------ LISTED ENTRIES

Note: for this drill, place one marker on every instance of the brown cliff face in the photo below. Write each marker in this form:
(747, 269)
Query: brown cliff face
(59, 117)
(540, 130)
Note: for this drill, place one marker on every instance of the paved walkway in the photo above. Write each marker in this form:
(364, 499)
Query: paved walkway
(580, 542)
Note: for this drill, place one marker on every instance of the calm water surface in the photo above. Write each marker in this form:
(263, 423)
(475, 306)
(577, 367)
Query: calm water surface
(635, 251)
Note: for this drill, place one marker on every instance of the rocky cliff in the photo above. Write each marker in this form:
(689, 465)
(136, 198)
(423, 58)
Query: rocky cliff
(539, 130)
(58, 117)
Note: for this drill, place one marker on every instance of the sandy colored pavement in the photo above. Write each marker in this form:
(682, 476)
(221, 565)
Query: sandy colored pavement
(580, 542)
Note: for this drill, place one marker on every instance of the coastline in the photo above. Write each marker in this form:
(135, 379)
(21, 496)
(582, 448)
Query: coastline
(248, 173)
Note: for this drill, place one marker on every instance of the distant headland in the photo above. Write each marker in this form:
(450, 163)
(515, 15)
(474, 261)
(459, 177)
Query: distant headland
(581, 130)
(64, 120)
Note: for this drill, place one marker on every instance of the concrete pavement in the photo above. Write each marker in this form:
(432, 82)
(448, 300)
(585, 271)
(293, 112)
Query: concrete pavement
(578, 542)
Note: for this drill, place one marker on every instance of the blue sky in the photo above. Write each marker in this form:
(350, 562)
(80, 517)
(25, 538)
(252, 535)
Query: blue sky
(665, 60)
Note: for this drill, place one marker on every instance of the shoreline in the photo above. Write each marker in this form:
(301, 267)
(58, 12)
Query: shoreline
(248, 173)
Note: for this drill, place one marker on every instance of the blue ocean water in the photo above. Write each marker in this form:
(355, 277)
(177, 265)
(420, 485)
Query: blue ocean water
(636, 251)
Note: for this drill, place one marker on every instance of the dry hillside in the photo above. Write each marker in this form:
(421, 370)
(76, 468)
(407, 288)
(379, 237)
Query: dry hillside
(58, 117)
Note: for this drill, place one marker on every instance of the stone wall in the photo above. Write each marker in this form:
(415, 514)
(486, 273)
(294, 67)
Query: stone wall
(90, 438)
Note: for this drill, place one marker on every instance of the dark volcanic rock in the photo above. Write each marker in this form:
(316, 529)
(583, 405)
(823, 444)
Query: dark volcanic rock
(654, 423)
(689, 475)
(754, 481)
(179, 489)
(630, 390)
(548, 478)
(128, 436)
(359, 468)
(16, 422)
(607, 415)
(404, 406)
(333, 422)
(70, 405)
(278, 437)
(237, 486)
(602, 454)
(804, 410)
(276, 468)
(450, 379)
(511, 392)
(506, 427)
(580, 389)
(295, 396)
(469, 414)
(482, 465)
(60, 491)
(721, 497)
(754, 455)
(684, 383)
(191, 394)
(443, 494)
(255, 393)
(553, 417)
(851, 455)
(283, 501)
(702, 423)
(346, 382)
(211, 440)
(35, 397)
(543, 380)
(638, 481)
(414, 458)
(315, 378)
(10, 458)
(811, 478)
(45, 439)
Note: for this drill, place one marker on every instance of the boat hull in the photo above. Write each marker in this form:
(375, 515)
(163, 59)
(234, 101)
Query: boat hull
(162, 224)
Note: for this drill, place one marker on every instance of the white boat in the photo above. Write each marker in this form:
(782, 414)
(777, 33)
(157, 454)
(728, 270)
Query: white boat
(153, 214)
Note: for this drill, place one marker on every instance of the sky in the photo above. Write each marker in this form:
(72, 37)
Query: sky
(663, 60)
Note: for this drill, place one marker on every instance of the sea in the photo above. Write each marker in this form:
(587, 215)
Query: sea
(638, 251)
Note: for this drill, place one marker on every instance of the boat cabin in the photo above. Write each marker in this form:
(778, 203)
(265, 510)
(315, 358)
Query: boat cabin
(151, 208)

------------

▸ JOB: Please repeat the listing above in full and exactly.

▸ SOLUTION TO THIS TASK:
Note: for this drill, place one marker on every instance of the brown cliff face in the photo below. Write each marker in this form:
(747, 269)
Query: brown cliff face
(59, 117)
(540, 130)
Note: for this drill, place one marker on every instance of the paved walkway in the photo above. Write each marker in this form:
(364, 499)
Query: paved walkway
(580, 542)
Note: for this drill, place one marker on every instance of the calm water surface in the photo above. Write each marker in this form:
(263, 423)
(475, 306)
(577, 367)
Query: calm water surface
(635, 251)
Note: for this drill, place one marker on every instance of the rocky cliff in the photo above. Write each marker in this form:
(689, 465)
(136, 198)
(423, 58)
Query: rocky cliff
(539, 130)
(58, 117)
Note: for this drill, place one marker on every instance of the sandy colored pavement in the photo above. Write each marker in this form:
(682, 476)
(221, 565)
Query: sandy colored pavement
(580, 542)
Note: for this drill, place one marker on every instance of the coastline in the photo above. Write each marker in this form:
(135, 379)
(21, 496)
(582, 448)
Query: coastline
(248, 173)
Note: for this drill, place one marker on every instance of the distant headland in the photo above. Write each marker in this form:
(450, 163)
(515, 15)
(474, 261)
(459, 177)
Query: distant headland
(581, 130)
(64, 120)
Note: for this drill, place one marker on every instance of the concrete pavement in the photo above. Write each marker in this form:
(432, 82)
(448, 300)
(585, 271)
(293, 112)
Query: concrete pavement
(578, 542)
Note: for this drill, place one marker on every instance of the blue sky in the photo above. Write each marker in this form:
(350, 562)
(80, 517)
(25, 538)
(252, 535)
Query: blue sky
(665, 60)
Note: for this drill, place one marker on every instance of the shoreline in the photo above. Write each marker in this form:
(301, 267)
(58, 12)
Query: shoreline
(248, 173)
Note: for this drill, place one marker on every instance of the blue ocean water in the photo above. Write each marker in this form:
(355, 277)
(177, 265)
(420, 485)
Query: blue ocean water
(636, 251)
Note: for this drill, place one marker on every instance of the dry hillside in the photo above. Write each marker in this form:
(421, 370)
(76, 468)
(407, 288)
(379, 237)
Query: dry hillside
(58, 117)
Note: for this drill, place one marker on every instance of the stone wall in the photo above. Write each marker in this form:
(415, 514)
(486, 273)
(294, 67)
Query: stone wall
(90, 438)
Note: for this drill, place one marker on every instance of the dark volcanic rock in the photo above. Write each marker in this form:
(316, 529)
(583, 405)
(823, 444)
Query: dark volcanic rock
(654, 423)
(689, 475)
(754, 481)
(179, 489)
(630, 390)
(548, 478)
(128, 436)
(359, 468)
(16, 422)
(607, 415)
(404, 406)
(333, 422)
(70, 405)
(278, 437)
(237, 486)
(602, 454)
(804, 410)
(276, 468)
(450, 379)
(511, 392)
(506, 427)
(580, 389)
(295, 396)
(469, 414)
(482, 465)
(60, 491)
(721, 497)
(754, 455)
(684, 383)
(191, 394)
(443, 494)
(255, 393)
(553, 417)
(851, 455)
(283, 501)
(702, 423)
(346, 382)
(211, 440)
(35, 397)
(543, 380)
(638, 481)
(414, 458)
(315, 378)
(10, 458)
(811, 478)
(45, 439)
Note: for this drill, place one marker on every instance of the boat hull in the photo above. Write each marker in this form:
(375, 515)
(163, 59)
(234, 101)
Query: boat hull
(162, 224)
Note: for this drill, place one marker on every instance of the white boat in the photo above. Write each marker in this form:
(782, 414)
(777, 33)
(157, 454)
(728, 270)
Query: white boat
(153, 214)
Note: for this drill, place one marker on every instance of the sky in the photo above. Write each marker in this form:
(72, 37)
Query: sky
(663, 60)
Note: for this drill, place one marker on every instance of the sea in the photo above. Write each marker in this form:
(587, 215)
Query: sea
(638, 251)
Note: for this drill, place one marker on every instance of the boat cabin in the photo above. Write each marker in this form:
(778, 203)
(265, 510)
(315, 358)
Query: boat cabin
(151, 208)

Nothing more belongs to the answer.